[Beschriftungen von Objektpunkten]
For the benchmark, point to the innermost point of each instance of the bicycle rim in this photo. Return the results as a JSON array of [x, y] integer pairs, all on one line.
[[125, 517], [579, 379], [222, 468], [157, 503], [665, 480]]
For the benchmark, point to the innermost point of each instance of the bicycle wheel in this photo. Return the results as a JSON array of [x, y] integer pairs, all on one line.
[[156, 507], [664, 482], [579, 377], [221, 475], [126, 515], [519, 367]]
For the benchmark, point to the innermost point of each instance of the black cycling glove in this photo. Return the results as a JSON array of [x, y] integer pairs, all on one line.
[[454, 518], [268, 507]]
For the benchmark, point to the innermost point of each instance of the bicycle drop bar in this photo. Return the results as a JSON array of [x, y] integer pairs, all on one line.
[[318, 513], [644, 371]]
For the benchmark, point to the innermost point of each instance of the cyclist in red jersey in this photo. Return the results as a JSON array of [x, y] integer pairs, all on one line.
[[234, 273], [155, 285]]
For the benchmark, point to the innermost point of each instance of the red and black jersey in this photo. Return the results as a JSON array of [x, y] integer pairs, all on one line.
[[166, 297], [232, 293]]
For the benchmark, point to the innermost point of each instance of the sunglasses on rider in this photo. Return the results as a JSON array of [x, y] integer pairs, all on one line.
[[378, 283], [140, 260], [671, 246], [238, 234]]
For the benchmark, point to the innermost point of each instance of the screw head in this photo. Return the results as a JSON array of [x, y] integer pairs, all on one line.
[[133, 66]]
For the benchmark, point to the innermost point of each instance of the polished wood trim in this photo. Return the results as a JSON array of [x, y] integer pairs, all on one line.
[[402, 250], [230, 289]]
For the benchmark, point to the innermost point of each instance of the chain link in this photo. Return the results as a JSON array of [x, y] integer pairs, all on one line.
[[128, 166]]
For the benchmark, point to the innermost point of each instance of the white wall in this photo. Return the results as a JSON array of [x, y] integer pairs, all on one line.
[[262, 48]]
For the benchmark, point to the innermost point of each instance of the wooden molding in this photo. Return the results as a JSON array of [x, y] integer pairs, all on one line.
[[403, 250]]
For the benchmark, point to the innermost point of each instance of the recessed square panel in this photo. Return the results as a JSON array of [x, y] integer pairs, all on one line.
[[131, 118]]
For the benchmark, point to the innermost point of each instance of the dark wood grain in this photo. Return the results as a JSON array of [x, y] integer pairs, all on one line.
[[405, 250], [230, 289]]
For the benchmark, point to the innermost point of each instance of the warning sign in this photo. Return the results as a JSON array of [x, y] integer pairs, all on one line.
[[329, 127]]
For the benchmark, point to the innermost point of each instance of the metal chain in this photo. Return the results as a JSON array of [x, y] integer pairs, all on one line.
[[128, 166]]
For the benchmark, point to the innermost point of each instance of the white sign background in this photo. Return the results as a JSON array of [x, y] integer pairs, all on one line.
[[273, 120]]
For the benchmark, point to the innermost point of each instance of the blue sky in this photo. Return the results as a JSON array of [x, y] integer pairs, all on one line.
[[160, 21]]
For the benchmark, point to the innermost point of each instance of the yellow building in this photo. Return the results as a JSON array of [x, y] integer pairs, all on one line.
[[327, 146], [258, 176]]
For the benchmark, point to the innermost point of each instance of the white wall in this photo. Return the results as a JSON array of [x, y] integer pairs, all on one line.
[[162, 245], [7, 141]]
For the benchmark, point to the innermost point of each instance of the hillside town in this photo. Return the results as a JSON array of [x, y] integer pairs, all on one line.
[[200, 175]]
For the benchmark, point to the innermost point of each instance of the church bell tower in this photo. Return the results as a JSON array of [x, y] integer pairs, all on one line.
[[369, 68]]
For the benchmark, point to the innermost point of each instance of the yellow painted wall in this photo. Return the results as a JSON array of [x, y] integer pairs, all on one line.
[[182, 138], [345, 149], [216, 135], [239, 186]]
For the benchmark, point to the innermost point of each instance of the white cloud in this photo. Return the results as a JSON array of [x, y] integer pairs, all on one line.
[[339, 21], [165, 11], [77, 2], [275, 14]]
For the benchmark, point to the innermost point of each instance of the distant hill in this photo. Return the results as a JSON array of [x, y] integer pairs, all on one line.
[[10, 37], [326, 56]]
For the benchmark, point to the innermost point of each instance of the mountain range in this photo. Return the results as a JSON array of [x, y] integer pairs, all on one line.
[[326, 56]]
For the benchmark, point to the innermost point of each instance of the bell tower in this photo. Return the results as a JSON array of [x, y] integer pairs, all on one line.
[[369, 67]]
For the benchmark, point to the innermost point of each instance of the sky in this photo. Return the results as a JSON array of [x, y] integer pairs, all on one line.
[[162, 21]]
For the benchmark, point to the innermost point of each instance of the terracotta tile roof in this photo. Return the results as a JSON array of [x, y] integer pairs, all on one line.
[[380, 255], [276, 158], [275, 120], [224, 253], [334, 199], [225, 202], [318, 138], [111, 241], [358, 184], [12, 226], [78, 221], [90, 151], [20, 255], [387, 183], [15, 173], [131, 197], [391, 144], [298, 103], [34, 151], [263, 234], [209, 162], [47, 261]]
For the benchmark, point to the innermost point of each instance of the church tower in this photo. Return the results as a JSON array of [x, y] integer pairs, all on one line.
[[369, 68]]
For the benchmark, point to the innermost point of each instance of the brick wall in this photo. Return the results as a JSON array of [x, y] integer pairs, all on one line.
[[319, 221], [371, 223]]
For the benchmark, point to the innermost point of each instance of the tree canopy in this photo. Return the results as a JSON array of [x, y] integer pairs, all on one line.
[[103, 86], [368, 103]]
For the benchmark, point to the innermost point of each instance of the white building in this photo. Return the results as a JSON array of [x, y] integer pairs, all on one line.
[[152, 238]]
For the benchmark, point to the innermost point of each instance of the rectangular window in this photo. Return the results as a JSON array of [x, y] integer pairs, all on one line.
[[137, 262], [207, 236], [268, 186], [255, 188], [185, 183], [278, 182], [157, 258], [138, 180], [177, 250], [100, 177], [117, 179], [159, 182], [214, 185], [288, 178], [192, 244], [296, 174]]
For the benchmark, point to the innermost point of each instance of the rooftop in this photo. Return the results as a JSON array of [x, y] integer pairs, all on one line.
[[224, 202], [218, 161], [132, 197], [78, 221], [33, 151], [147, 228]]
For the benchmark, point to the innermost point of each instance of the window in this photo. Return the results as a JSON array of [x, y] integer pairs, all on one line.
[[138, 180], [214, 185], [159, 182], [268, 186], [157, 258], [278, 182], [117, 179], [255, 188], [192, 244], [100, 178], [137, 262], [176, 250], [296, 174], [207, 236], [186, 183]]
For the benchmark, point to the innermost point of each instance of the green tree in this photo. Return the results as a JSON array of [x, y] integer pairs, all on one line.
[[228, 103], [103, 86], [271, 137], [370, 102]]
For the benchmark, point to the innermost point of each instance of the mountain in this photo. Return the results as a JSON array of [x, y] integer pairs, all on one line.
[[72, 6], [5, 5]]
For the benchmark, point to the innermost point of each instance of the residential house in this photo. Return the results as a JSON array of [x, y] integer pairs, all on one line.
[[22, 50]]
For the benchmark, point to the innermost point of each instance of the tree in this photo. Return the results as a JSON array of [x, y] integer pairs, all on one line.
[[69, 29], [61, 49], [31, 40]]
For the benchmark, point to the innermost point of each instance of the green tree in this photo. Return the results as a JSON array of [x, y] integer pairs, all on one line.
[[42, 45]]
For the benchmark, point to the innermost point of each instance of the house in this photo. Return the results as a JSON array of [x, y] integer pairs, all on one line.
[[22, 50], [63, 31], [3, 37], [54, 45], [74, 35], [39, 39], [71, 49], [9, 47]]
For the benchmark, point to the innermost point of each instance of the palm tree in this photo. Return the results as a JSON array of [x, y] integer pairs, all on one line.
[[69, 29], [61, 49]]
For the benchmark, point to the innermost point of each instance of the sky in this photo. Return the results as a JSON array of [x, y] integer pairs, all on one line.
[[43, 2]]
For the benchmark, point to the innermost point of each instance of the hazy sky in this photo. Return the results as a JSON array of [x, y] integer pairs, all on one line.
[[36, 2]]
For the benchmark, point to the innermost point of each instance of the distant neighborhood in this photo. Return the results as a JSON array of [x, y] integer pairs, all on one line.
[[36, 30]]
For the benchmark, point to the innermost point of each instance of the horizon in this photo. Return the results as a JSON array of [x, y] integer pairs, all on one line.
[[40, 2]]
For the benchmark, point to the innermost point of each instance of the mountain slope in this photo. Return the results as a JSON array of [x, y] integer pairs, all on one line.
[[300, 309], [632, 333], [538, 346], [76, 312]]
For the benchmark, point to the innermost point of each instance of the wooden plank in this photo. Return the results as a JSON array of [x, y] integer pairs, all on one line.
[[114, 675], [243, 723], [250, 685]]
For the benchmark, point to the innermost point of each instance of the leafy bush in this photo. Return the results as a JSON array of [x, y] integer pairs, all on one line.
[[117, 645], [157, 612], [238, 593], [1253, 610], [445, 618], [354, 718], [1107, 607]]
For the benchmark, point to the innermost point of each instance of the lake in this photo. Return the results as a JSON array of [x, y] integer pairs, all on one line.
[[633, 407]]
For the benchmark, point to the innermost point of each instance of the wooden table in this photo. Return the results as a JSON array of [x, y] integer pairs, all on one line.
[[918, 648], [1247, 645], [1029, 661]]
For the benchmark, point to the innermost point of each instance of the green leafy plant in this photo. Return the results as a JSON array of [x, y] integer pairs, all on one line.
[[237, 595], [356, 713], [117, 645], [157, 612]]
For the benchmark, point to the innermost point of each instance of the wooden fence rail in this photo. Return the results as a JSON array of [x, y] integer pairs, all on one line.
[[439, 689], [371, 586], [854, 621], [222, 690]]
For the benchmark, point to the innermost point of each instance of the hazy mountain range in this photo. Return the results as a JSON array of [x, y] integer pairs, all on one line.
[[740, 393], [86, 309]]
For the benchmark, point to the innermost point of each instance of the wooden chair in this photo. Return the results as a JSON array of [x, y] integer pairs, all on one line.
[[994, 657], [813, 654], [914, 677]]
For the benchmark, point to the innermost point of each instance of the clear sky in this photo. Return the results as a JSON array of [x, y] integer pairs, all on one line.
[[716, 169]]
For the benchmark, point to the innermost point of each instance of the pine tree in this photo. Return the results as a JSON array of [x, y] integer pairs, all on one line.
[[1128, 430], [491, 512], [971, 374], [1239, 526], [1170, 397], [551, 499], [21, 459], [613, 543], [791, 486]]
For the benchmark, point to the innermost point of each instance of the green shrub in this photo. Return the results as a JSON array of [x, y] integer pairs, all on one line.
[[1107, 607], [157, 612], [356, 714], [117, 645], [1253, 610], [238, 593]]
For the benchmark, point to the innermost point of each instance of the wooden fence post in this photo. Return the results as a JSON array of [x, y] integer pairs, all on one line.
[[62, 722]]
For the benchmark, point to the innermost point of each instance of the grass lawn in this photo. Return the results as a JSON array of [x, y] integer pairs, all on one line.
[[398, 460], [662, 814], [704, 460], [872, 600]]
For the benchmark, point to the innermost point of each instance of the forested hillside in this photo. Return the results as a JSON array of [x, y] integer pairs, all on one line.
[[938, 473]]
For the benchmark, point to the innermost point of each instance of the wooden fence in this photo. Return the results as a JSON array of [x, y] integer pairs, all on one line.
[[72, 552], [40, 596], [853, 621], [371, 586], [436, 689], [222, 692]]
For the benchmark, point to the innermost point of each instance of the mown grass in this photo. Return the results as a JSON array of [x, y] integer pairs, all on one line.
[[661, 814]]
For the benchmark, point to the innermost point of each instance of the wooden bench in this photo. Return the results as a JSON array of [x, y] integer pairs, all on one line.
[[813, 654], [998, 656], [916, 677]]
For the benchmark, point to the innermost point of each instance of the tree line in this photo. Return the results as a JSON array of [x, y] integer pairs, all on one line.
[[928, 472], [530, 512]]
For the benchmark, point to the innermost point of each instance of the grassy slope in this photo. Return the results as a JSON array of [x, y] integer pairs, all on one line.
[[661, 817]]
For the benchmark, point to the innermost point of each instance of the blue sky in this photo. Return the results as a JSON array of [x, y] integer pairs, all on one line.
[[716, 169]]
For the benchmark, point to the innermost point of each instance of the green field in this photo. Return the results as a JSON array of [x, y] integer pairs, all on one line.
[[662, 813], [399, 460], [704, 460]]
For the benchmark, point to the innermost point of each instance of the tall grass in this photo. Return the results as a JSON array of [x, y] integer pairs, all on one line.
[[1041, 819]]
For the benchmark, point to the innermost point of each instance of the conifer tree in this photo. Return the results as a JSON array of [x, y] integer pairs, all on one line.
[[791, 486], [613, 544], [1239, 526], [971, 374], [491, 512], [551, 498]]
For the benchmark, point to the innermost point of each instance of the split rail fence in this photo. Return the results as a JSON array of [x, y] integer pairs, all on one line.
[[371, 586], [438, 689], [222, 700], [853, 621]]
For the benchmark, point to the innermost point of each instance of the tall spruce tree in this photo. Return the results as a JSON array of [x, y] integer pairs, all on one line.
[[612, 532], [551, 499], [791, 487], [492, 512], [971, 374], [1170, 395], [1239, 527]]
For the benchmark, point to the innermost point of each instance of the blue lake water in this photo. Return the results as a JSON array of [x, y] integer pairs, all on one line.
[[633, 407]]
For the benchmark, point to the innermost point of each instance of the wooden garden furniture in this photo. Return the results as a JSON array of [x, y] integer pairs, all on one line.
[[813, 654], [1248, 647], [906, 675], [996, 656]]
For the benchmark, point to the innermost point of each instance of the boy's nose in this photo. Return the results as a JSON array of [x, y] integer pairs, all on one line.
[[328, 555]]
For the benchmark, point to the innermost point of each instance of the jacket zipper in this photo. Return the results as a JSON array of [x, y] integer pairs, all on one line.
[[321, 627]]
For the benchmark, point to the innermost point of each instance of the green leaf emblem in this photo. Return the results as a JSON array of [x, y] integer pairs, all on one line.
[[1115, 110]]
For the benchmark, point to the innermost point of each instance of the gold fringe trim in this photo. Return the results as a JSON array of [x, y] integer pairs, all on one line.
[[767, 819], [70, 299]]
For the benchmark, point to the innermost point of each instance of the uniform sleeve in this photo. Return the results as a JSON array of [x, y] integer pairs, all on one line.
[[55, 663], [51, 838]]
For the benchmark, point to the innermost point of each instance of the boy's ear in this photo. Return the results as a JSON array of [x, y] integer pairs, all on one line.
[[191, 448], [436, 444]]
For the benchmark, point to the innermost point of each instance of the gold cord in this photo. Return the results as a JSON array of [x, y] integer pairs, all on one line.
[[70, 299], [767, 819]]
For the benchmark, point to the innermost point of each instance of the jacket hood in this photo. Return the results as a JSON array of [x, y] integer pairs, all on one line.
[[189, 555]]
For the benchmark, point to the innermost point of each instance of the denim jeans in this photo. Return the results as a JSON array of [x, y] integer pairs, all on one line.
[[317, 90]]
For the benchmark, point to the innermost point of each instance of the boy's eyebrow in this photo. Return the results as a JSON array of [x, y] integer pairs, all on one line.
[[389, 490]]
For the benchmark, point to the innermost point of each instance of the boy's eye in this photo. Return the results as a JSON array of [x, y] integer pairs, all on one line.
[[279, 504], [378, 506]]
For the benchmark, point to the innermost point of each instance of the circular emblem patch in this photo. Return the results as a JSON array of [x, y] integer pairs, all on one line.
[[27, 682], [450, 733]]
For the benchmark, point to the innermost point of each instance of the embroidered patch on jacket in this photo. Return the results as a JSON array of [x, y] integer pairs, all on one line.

Deine Aufgabe:
Fang bei der ersten Zeile der Einträge an und hör nach der Zeile mit "[[234, 273], [155, 285]]" auf. Wandle diese Zeilen in eine JSON-Liste von Zeichenketten um, eine pro Zeile, ohne Leerzeilen.

Das Ergebnis:
[
  "For the benchmark, point to the innermost point of each instance of the bicycle rim in this photo. Return the results as a JSON array of [x, y] integer pairs, all on one line.",
  "[[125, 517], [579, 379], [222, 468], [157, 503], [665, 480]]",
  "For the benchmark, point to the innermost point of each instance of the bicycle wheel in this photo. Return the results as a JSON array of [x, y] integer pairs, all on one line.",
  "[[156, 507], [664, 482], [579, 377], [221, 475], [126, 515], [519, 367]]",
  "For the benchmark, point to the innermost point of each instance of the black cycling glove in this photo. Return the results as a JSON array of [x, y] integer pairs, all on one line.",
  "[[454, 518], [268, 507]]",
  "For the benchmark, point to the innermost point of each instance of the bicycle drop bar in this photo. Return the results as a JSON array of [x, y] integer pairs, all on one line.",
  "[[318, 513], [644, 371]]",
  "For the benchmark, point to the innermost point of each instance of the cyclist in red jersey in this photo. Return the results as a JSON array of [x, y] integer pairs, all on one line.",
  "[[234, 273], [155, 285]]"
]